**Prompt**
Gather every line in the entries below that contains the word "distant", matching its case exactly.

Segmentation annotation entries:
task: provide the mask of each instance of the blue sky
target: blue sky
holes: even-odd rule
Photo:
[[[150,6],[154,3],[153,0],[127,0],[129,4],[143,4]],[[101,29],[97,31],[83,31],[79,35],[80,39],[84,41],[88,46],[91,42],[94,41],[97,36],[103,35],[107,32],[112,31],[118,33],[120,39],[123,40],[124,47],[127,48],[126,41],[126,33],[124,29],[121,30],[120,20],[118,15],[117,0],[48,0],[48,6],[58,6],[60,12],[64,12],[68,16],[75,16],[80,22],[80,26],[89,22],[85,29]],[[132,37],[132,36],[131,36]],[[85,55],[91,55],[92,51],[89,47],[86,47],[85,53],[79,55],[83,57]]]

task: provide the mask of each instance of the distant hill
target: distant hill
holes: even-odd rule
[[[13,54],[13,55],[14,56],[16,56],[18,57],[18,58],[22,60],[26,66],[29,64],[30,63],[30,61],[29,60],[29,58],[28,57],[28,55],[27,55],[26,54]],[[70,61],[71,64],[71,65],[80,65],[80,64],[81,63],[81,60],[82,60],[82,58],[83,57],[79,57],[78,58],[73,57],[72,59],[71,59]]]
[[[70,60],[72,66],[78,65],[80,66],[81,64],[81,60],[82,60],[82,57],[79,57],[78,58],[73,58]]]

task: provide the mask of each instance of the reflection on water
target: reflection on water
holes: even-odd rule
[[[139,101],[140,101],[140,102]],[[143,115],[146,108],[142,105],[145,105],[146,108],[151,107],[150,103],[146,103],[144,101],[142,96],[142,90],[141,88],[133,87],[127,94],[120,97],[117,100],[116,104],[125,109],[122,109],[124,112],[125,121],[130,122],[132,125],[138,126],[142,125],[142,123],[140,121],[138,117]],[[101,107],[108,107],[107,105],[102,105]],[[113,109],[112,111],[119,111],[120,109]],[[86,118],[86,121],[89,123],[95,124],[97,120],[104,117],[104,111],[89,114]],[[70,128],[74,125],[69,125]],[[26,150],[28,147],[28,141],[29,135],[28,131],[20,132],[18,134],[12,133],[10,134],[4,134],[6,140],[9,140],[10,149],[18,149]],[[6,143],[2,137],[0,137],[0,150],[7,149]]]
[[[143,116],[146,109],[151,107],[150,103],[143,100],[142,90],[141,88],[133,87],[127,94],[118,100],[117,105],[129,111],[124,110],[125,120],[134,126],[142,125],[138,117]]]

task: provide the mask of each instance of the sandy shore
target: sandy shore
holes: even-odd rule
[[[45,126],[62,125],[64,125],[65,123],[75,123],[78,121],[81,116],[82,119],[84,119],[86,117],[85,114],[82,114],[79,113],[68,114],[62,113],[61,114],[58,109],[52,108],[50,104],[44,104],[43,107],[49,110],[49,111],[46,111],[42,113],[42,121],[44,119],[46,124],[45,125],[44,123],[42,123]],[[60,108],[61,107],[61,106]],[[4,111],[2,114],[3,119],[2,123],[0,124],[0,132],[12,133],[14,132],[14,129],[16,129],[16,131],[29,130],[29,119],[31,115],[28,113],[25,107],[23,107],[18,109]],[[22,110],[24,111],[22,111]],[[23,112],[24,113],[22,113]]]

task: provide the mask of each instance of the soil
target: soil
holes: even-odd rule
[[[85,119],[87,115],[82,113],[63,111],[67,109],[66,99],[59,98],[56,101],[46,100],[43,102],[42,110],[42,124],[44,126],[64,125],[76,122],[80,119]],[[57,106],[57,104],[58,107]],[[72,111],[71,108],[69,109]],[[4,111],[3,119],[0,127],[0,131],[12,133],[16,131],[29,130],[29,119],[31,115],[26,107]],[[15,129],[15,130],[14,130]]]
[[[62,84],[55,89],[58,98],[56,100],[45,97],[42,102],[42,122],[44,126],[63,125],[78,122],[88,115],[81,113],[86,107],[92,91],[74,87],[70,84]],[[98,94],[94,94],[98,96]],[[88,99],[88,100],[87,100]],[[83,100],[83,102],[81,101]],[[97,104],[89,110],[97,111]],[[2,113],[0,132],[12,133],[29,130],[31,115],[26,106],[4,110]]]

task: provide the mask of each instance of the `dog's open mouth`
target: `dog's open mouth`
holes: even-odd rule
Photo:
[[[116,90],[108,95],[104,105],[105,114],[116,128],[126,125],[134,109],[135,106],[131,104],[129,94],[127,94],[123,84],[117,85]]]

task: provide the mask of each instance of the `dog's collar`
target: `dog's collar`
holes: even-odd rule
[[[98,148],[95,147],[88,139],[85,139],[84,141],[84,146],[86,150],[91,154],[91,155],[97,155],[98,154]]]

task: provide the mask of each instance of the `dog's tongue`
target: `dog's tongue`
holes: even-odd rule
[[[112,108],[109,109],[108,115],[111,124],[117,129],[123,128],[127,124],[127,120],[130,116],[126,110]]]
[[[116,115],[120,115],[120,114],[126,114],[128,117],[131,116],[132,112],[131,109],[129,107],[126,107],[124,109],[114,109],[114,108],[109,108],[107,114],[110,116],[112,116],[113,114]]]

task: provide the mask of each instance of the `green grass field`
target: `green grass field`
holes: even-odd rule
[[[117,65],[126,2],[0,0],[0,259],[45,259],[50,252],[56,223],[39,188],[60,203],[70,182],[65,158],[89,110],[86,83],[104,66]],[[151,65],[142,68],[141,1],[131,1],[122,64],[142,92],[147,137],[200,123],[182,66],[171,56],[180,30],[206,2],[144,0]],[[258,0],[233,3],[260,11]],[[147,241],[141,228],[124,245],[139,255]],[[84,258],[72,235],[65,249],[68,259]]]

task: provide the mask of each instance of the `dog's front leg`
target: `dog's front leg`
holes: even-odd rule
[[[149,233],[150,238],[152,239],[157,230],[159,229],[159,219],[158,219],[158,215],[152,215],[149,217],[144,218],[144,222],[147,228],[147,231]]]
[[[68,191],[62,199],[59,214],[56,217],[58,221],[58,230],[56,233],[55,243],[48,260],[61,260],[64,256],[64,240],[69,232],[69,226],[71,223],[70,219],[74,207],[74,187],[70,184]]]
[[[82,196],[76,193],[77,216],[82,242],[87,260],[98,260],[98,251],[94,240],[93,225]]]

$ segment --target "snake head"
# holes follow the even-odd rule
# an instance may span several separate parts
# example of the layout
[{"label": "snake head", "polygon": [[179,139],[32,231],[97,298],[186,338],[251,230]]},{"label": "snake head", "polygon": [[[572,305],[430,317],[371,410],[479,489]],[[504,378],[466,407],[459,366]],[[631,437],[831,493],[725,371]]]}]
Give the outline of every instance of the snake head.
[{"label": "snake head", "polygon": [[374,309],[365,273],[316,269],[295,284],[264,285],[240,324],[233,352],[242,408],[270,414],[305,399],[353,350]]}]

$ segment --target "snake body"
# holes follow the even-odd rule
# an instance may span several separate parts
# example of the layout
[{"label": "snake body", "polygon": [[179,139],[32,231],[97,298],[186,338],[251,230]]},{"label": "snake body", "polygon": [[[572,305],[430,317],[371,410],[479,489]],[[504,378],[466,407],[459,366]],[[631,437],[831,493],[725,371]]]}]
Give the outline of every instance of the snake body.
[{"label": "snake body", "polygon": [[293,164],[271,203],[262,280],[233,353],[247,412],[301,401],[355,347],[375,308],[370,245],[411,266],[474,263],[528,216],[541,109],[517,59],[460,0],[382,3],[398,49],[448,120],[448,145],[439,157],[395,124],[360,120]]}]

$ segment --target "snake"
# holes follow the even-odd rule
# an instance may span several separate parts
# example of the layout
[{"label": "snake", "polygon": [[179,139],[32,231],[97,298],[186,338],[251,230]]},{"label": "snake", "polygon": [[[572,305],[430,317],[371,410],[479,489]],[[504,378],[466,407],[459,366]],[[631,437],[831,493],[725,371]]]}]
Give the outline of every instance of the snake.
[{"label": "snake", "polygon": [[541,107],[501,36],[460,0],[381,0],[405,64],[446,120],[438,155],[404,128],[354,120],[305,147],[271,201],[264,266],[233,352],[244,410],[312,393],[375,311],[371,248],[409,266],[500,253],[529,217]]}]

**Task output**
task: provide the mask of each instance of the distant hill
target: distant hill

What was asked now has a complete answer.